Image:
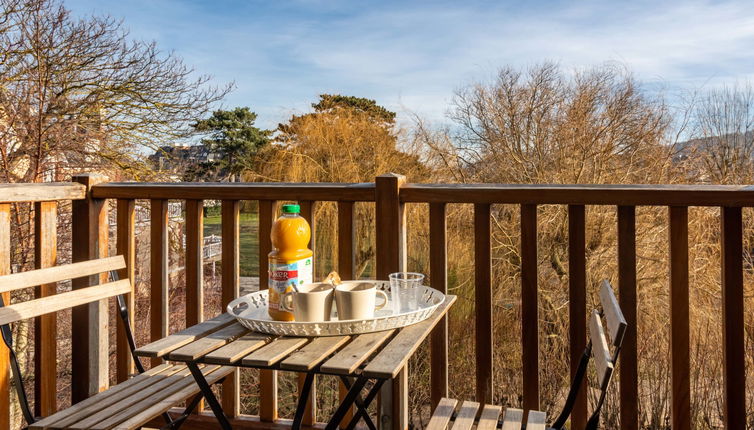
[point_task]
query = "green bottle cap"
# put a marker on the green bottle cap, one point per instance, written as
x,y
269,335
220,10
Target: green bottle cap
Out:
x,y
291,209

[Stated task]: Omit the pictures, then output the rest of the listing exactly.

[Output below]:
Image:
[point_task]
query = "green bottle cap"
# put a marker on the green bottle cap, one point per instance, written as
x,y
269,335
220,10
Target: green bottle cap
Out:
x,y
291,209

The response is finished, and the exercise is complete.